Entries from a point annotation set
>>>>>

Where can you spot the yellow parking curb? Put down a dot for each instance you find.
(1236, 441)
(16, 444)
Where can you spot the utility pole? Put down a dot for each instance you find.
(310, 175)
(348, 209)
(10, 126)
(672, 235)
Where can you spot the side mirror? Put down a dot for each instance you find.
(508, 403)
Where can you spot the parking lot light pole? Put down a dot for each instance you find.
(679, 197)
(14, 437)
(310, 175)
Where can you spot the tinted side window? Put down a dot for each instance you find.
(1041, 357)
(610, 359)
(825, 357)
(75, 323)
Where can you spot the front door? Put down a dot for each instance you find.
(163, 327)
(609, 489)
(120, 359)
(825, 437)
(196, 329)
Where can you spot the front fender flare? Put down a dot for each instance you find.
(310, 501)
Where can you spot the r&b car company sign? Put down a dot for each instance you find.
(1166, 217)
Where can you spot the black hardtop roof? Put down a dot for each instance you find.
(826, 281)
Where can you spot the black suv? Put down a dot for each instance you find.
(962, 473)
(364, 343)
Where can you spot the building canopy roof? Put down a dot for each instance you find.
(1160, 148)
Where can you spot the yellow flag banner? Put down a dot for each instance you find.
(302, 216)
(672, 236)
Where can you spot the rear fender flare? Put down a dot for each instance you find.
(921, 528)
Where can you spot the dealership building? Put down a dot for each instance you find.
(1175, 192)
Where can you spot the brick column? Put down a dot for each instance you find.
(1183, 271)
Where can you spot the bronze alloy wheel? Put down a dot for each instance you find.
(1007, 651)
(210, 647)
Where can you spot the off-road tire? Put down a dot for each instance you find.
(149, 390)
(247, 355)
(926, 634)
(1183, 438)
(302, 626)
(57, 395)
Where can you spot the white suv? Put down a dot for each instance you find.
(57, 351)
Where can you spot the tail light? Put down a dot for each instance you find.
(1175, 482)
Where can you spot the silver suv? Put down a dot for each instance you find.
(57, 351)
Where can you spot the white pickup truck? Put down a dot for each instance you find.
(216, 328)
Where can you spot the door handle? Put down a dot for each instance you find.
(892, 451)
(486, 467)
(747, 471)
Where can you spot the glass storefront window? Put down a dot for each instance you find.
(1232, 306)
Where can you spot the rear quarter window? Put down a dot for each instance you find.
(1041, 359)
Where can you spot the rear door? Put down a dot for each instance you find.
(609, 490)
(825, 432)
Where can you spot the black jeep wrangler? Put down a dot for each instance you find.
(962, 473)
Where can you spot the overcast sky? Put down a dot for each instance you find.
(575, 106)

<<<<<

TASK BRIEF: Update the material above so that each "Put down a dot" reads "Place a point", with all other text left unchanged.

EXERCISE ANSWER:
Where can you spot the yellow parking curb? Place a point for each instance you find.
(1236, 441)
(16, 444)
Where can you spot the utility pole? Place a point for each instance you find.
(310, 175)
(348, 209)
(10, 126)
(672, 235)
Where can you spot the side mirror? Place a point for each instance you find.
(508, 403)
Where can you spot the parking lot light pole? Place a point for each instance you find.
(679, 197)
(14, 437)
(310, 175)
Where can you spot the tinted side window? Place a point for each instance you find.
(1041, 357)
(610, 359)
(825, 357)
(75, 323)
Where can you spot the front door? Place a point for each instance you find.
(163, 327)
(609, 489)
(120, 359)
(825, 437)
(196, 329)
Where can you spot the front fender flare? Place a point for each instance you find.
(310, 501)
Where can you spot the r&b car company sign? Place a point for each instance you find.
(1166, 217)
Where can you spot the black hardtop roof? Place a point for each instance you find.
(826, 281)
Where can you spot the black suv? Place a point for each instance you find.
(962, 473)
(364, 343)
Where can you spot the building canopy roof? Place a point for each instance you find.
(1160, 148)
Where can you spot the yellow flag banner? Place a point for each instance you find.
(302, 216)
(672, 236)
Where can you spot the rear fender flare? Place a point for each instance you find.
(921, 528)
Where can you spot the dealership building? Place a point for each instance you find.
(1175, 192)
Where can you spot the brick column? Place a point for each instance you find.
(1183, 271)
Where can you spot the bronze alloy wheel? Place a point for each instance you find.
(1007, 651)
(210, 647)
Where can you spot the off-road tire? Place a point for each instance you find.
(149, 390)
(247, 355)
(926, 634)
(1183, 438)
(302, 626)
(57, 395)
Where can you spot the white suv? Place a point for each instance you find.
(57, 351)
Where can you spot the tail light? Place a point for each instance you find.
(1175, 482)
Where can you spot the silver suv? Place a point for each instance you find.
(57, 351)
Where can you spot the white pickup truck? Place a point for each instance you find.
(216, 328)
Where can you spot the door handle? Place a point for each instance you find.
(892, 451)
(486, 467)
(747, 471)
Where can you spot the glass storefront window? Place a point for each instance you find.
(1232, 306)
Where can you spot the rear quarter window? Place a point for each instance you find.
(1041, 359)
Where can you spot the rear door? Place a point for each instance you find.
(609, 490)
(825, 432)
Where can you spot the black jeep wrangler? Place a point for each instance you find.
(962, 473)
Where can you spot the overcast sky? Place a point for each instance you find.
(575, 106)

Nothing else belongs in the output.